### What to produce
Could you write out everything from the line containing "point: shirt collar" down to the end of the data, requests included, shifting each coordinate in the answers up by 22 but leaving the sample coordinates inside the requests unchanged?

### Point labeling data
********************

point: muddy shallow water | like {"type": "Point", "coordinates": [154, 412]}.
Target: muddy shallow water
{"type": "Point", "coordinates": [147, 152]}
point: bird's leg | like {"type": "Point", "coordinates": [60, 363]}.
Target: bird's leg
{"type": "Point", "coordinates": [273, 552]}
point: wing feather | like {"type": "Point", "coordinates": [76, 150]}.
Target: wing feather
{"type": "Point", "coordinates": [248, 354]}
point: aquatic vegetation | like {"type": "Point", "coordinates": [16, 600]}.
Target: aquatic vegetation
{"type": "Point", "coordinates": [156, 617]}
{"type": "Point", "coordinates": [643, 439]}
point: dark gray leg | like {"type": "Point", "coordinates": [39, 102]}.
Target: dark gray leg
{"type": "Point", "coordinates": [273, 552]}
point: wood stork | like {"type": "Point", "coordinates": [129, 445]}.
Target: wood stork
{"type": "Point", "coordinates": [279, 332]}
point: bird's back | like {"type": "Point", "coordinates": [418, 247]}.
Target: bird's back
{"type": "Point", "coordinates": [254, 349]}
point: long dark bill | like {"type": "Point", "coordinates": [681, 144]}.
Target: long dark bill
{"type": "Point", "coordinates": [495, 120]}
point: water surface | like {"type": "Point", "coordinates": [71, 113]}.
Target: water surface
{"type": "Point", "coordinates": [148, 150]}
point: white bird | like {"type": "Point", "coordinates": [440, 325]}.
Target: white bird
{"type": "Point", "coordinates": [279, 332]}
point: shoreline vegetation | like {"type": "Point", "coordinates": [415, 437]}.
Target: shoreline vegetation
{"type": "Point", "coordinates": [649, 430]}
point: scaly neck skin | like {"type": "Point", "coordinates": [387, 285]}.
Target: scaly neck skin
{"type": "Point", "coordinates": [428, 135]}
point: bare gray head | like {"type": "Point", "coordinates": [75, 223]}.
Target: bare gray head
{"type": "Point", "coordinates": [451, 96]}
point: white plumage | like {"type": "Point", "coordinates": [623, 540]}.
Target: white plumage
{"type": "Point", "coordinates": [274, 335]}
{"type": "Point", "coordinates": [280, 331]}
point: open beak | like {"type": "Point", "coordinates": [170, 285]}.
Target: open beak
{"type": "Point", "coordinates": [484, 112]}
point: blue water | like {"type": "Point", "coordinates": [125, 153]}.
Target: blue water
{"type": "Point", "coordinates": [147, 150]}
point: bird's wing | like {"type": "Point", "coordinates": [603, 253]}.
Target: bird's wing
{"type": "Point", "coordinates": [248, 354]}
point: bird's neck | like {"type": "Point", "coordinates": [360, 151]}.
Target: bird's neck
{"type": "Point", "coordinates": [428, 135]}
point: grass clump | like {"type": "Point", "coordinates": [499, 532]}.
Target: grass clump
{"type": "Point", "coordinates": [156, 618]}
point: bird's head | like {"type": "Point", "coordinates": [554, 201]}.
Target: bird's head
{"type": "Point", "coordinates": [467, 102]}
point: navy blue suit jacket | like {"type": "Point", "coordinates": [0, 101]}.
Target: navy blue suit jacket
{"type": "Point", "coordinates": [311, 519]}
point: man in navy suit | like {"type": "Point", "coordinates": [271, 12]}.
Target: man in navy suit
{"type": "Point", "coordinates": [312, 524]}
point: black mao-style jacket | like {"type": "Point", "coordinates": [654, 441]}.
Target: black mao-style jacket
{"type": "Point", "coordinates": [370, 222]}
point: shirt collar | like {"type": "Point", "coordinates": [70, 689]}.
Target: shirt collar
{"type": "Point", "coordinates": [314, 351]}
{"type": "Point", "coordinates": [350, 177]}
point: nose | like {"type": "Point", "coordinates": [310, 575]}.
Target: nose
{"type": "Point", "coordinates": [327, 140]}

********************

### Worked answer
point: shirt collar | like {"type": "Point", "coordinates": [70, 689]}.
Target: shirt collar
{"type": "Point", "coordinates": [336, 373]}
{"type": "Point", "coordinates": [372, 199]}
point: nose | like {"type": "Point", "coordinates": [310, 575]}.
Target: nose
{"type": "Point", "coordinates": [349, 162]}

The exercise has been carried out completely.